Heimtierbedarf im Web Warum der Online-Handel mit Tierbedarf nicht in Fahrt kommt

shutterstock.com/Matthew Benoit
shutterstock.com/Matthew Benoit

Der Online-Handel mit Tierbedarf kommt nicht so recht in Fahrt. Ein Anstoß könnte jetzt durch Amazon kommen, ein anderer durch die Online-Anbieter von neuem Futter.

Mit dem Tierfutter ist es im E-Commerce wie mit den Lebensmitteln: Der Online-Handel will bei allen Bemühungen nicht so recht in Fahrt kommen. Von den geschätzt neun Milliarden Euro, die Halter pro Jahr für Heimtierbedarf und Futter in Deutschland ausgeben, werden erst rund 500 Millionen Euro online erwirtschaftet - gerade mal knapp sechs Prozent.

Kaufgewohnheiten und die Macht der Filialketten

"Menschen hängen an ihren Kaufgewohnheiten und brauchen oft mehr als einen Anstoß, um sie zu ändern", sagt Andreas Grandinger, Vorstand von Zooplus. "Tierfutter wird oft im Lebensmittelhandel und in Droge­rien eingekauft." In Deutschland sind die Filialnetze so eng geknüpft, dass der Einkauf im Internet für die menschliche wie für die tierische Ernährung wenig ­Erleichterung bringt - selbst wenn Kunden Tierfutter gleich säckeweise oder dutzendfach in Dosen kaufen.

Bereitgestellte Daten:
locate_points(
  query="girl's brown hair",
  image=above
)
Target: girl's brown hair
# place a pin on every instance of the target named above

Aufgaben und Übungen:
1. Nenne alle Geldbeträge und Prozentangaben, die der Text über den Online-Handel mit Tierbedarf enthält.
2. Stimmen die folgenden Aussagen mit dem Text über den Online-Handel mit Tierbedarf überein? Beantworte jede mit Ja oder Nein und belege sie mit einem wörtlichen Zitat.
(a) Andreas Grandinger ist Vorstand von Amazon.
(b) Ein Anstoß für den Online-Handel mit Tierbedarf könnte von Amazon ausgehen.
(c) Mehr als die Hälfte der Ausgaben für Heimtierbedarf und Futter in Deutschland entfällt auf den Online-Handel.
3. Knüpfe an den Text über den Online-Handel mit Tierbedarf an und schreibe ihn nach seinem letzten Satz weiter.

Antworten:
1. neun Milliarden Euro; rund 500 Millionen Euro; knapp sechs Prozent

2.
(a) Nein: „Andreas Grandinger, Vorstand von Zooplus“
(b) Ja: „Ein Anstoß könnte jetzt durch Amazon kommen“
(c) Nein: „gerade mal knapp sechs Prozent“

3.
Das aber könnte sich jetzt ändern. Amazon will mit eigenen Angeboten die Macht von Supermarkt- und Drogerieketten brechen. Die Futterhändler im Internet wittern Morgenluft: "Amazon Fresh", hofft beispielsweise Grandinger, "wird dazu führen, dass mehr Kunden die Vorteile des Online Shoppings erkennen."

Noch ein Markttrend spielt den Online-Anbietern von Heimtierbedarf in die ­Hände: die Vermenschlichung der Tiere. Halter betrachten ihre tierischen Mitbewohner als Freunde, als Familienmitglieder, machen ihnen Geschenke und suchen auch für sie möglichste gesunde, nachhaltige, oft sogar vegane Nahrung. Auch das lässt Online-Kassen klingeln.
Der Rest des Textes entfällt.